**DO THIS**.
Set down the following lines verbatim, character for character, preserving their order and line breaks.
#### SUPPLIED MATERIAL
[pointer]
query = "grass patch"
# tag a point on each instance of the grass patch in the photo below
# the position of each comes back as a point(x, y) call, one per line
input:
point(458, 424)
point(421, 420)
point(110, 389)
########
**RESULT OF THIS TASK**.
[pointer]
query = "grass patch"
# tag a point on each instance of the grass patch in the photo below
# the position of each comes back as a point(x, y) call, one per line
input:
point(458, 424)
point(421, 420)
point(110, 389)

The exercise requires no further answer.